Your objective:
Repeat each record exactly as written, and drop any images.

*** Available records Section Begins ***

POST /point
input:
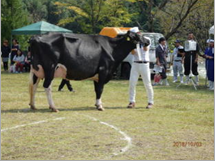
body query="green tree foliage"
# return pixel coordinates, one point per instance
(173, 18)
(13, 15)
(37, 9)
(183, 16)
(92, 15)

*** Available records Section Ends ***

Answer to this exercise:
POST /point
input:
body query="green tree foliage"
# return pixel coordinates, one point per instance
(173, 18)
(13, 15)
(37, 9)
(183, 16)
(92, 15)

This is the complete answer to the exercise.